(Stored data entries)
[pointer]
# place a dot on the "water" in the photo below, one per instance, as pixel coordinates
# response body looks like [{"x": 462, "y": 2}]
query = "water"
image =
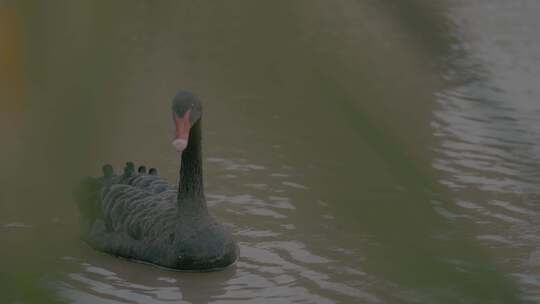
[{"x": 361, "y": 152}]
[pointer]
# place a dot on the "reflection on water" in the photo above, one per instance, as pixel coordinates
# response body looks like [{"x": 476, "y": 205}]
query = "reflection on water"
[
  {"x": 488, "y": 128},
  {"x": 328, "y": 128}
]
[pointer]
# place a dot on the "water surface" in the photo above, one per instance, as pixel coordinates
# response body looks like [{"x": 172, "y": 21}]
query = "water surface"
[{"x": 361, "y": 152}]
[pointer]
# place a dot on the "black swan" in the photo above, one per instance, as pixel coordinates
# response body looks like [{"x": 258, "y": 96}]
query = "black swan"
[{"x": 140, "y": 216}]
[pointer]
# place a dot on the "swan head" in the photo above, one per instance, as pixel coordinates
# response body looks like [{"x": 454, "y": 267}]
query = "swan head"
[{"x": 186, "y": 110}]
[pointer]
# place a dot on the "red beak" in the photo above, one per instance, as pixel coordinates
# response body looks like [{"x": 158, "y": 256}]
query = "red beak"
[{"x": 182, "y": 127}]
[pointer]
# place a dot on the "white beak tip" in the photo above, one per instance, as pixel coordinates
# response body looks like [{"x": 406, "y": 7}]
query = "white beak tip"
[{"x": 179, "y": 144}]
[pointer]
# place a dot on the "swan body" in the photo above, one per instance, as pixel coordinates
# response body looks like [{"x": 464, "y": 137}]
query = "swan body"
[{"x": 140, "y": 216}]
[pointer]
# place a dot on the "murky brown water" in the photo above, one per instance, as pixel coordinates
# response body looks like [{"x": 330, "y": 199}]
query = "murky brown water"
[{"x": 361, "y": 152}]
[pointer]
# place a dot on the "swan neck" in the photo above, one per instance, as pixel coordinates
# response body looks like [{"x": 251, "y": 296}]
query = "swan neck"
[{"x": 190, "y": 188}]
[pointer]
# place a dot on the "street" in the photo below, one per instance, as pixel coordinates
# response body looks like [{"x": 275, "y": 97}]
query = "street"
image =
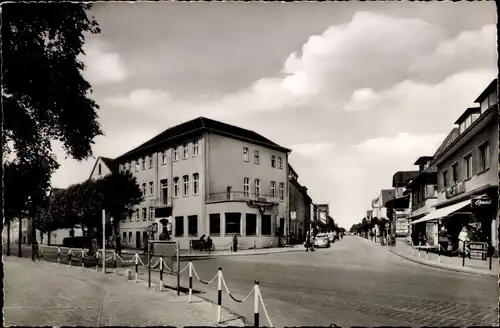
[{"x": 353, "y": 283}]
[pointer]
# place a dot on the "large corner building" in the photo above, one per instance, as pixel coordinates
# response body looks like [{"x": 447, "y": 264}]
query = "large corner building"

Given problem
Write out the whole listing again, exactly, with no pictures.

Written reply
[pointer]
# place a dot on the "water" in the photo below, one per instance, as pixel coordinates
# response body looks like [{"x": 462, "y": 2}]
query = "water"
image =
[{"x": 361, "y": 152}]
[pointer]
# place a dot on the "reflection on water" in the photo above, one per instance, as pixel coordinates
# response body looks like [{"x": 476, "y": 205}]
query = "reflection on water"
[
  {"x": 488, "y": 128},
  {"x": 328, "y": 128}
]
[pointer]
# place a dot on the "water surface" in the photo above, one per instance, as pixel coordinates
# response body looks like [{"x": 172, "y": 21}]
query = "water surface"
[{"x": 361, "y": 152}]
[pointer]
# place a dot on the "black swan" in the photo above, one per instance, as pixel coordinates
# response body looks like [{"x": 258, "y": 96}]
query = "black swan"
[{"x": 140, "y": 216}]
[pointer]
# place a dot on the "swan head" in the photo above, one per instance, as pixel coordinates
# response body looks like [{"x": 454, "y": 267}]
query = "swan head"
[{"x": 186, "y": 110}]
[pointer]
# place a dot on the "red beak" in the photo above, one per instance, as pixel coordinates
# response body looks like [{"x": 158, "y": 256}]
query = "red beak"
[{"x": 182, "y": 127}]
[pointer]
# place a dot on the "white beak tip" in the photo above, one per instance, as pixel coordinates
# response body looks like [{"x": 406, "y": 7}]
query = "white beak tip"
[{"x": 179, "y": 144}]
[pointer]
# place a dot on the "swan body" in the photo above, one per instance, as pixel coordinates
# response body looks like [{"x": 464, "y": 137}]
query = "swan body"
[{"x": 140, "y": 216}]
[pointer]
# place a dot on the "murky brown water" in the photo above, one per instance, as pixel coordinates
# response body looks like [{"x": 330, "y": 199}]
query = "murky brown water"
[{"x": 361, "y": 152}]
[pointer]
# place a dot on the "swan neck" in the photo above, one per instance, as pixel coordinates
# response body looks like [{"x": 251, "y": 296}]
query = "swan neck"
[{"x": 190, "y": 188}]
[pointer]
# place a dot on the "street" in the photo below, one per instance, as pixel coordinates
# response body looks like [{"x": 275, "y": 97}]
query = "street"
image =
[{"x": 353, "y": 283}]
[pointer]
# place a dot on the "large corner building" in the photo above, one per instance, as pixel coordinates
# response body looks like [{"x": 447, "y": 264}]
query = "large corner building"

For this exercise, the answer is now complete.